Records from a data source

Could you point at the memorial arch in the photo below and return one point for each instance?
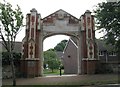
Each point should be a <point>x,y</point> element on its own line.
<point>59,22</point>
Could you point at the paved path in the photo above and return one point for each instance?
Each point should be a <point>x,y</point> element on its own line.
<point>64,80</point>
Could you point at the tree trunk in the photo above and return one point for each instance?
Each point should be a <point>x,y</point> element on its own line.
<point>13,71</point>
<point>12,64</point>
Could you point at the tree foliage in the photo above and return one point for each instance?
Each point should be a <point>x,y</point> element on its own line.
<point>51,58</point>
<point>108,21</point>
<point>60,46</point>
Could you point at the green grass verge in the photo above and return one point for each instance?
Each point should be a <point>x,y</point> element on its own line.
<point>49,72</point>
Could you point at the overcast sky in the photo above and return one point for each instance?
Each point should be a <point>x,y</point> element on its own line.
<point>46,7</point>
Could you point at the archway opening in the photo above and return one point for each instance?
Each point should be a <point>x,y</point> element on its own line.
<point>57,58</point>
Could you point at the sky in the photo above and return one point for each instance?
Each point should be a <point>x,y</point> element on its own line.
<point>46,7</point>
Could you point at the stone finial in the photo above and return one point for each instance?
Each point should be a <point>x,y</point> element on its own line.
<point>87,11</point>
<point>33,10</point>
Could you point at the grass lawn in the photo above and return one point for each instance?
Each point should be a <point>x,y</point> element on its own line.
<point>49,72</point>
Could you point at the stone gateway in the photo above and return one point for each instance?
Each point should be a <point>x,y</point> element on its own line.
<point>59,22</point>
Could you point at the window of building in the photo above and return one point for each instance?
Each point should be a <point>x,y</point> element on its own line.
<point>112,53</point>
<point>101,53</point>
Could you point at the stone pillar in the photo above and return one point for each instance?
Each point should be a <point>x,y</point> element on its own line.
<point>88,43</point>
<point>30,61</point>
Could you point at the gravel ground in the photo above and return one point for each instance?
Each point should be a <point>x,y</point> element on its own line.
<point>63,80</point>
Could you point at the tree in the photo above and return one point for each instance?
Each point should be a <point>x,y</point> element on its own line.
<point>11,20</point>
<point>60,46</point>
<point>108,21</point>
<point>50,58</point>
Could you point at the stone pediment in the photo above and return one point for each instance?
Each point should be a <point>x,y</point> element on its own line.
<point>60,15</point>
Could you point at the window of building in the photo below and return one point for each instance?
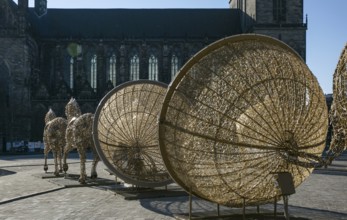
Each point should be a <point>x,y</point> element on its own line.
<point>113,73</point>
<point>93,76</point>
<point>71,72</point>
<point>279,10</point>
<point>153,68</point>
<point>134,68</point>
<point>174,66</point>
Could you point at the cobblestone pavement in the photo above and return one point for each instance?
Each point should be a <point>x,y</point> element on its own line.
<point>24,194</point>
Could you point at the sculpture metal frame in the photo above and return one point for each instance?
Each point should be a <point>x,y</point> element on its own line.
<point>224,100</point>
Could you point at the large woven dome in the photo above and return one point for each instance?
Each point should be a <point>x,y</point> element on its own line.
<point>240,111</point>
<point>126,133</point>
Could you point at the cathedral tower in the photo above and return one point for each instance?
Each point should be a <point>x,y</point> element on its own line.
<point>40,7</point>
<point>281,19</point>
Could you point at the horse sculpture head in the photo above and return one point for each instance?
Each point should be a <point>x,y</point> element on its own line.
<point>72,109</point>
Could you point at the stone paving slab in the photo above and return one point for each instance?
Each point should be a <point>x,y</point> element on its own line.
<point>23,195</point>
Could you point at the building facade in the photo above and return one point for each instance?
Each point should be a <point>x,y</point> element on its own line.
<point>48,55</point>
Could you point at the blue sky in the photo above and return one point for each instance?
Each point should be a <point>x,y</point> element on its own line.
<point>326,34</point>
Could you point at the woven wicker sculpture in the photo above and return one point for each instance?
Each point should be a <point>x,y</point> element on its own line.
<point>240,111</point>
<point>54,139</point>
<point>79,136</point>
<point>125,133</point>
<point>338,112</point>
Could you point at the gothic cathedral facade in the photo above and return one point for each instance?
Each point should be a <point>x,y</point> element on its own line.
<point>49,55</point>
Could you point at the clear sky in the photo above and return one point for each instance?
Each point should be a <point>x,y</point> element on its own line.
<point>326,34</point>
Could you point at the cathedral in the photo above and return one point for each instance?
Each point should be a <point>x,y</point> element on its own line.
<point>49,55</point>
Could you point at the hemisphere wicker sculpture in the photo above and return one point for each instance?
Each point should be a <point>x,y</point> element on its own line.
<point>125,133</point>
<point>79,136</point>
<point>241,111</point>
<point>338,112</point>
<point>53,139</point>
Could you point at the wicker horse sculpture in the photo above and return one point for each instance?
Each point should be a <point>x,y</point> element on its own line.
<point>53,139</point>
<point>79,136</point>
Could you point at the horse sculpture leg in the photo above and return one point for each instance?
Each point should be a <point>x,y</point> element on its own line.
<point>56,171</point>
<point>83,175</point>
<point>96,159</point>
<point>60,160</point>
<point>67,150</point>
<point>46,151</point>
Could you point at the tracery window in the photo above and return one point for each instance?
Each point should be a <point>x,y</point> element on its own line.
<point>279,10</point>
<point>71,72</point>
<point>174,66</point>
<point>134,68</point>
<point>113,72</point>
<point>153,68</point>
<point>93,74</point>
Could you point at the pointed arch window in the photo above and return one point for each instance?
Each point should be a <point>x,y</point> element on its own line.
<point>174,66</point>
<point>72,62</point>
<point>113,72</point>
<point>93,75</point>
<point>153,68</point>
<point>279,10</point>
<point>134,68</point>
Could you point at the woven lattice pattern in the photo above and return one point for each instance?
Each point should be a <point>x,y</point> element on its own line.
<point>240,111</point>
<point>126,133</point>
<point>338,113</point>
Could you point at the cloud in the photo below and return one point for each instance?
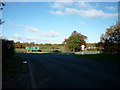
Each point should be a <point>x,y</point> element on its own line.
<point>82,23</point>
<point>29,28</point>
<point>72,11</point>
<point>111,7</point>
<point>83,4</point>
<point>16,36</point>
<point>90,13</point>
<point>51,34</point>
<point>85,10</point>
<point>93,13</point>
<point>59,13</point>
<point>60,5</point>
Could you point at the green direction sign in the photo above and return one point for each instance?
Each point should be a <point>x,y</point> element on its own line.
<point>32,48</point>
==
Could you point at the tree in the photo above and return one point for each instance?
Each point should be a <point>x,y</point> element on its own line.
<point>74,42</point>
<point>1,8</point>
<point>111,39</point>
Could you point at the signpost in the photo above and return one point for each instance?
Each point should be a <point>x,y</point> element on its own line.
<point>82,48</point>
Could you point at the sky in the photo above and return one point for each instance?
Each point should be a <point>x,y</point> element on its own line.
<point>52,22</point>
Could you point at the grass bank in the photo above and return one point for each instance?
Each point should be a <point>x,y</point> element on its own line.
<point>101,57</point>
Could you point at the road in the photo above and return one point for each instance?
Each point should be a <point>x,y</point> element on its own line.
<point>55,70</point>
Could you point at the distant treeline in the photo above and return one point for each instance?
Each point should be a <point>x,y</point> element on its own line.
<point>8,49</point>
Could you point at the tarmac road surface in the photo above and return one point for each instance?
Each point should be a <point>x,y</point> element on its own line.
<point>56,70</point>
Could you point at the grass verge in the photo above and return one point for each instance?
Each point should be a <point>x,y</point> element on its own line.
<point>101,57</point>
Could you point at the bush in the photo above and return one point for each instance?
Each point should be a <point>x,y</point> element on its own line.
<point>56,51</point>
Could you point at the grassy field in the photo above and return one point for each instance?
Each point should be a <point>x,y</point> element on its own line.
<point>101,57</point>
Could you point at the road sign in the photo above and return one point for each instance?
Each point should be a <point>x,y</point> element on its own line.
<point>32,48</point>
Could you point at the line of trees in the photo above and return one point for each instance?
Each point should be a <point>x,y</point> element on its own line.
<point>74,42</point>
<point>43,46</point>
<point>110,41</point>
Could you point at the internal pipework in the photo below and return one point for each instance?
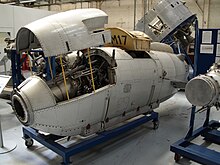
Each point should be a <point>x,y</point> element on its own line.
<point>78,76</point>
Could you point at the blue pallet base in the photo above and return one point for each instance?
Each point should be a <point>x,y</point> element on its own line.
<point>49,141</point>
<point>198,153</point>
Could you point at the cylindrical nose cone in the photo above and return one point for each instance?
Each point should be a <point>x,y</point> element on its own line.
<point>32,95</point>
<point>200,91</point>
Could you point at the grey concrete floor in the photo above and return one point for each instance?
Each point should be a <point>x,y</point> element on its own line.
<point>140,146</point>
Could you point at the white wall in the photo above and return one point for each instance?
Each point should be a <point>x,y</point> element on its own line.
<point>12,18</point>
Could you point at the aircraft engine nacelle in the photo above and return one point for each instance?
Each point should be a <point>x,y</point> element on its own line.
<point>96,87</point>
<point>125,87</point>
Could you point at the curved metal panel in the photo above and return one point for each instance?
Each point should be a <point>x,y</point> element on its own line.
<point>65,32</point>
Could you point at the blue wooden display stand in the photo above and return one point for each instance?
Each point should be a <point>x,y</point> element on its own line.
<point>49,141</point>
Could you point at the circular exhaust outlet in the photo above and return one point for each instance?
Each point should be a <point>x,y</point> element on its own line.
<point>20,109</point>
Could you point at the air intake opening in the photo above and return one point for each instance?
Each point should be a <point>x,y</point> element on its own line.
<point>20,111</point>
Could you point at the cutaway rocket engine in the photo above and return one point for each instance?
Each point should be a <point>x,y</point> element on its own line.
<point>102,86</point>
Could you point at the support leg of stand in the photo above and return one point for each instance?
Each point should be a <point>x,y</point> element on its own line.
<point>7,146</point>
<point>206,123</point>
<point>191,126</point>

* [WORK INSTRUCTIONS]: Copy out the rows from the line containing "Could you point at the cathedral in" to the line containing "<point>46,151</point>", including both of those lines and nothing else.

* [ANSWER FOR THE TASK]:
Could you point at the cathedral in the photo above and return one point for each instance?
Each point should be a <point>x,y</point> element on its own line.
<point>49,55</point>
Could you point at the hemisphere wicker sculpture in the photo above and return one point for each instance?
Each point should be a <point>x,y</point> element on its own line.
<point>125,133</point>
<point>79,136</point>
<point>241,111</point>
<point>338,112</point>
<point>53,139</point>
Could you point at the wicker horse sculpture in the photo above and return one point for each instance?
Each point should be a <point>x,y</point> element on its own line.
<point>53,139</point>
<point>79,136</point>
Could you point at the horse sculpture leg in the photo above and return one point for each instance?
Each point should be a <point>x,y</point> element on its own line.
<point>56,171</point>
<point>83,175</point>
<point>96,159</point>
<point>60,160</point>
<point>67,150</point>
<point>46,151</point>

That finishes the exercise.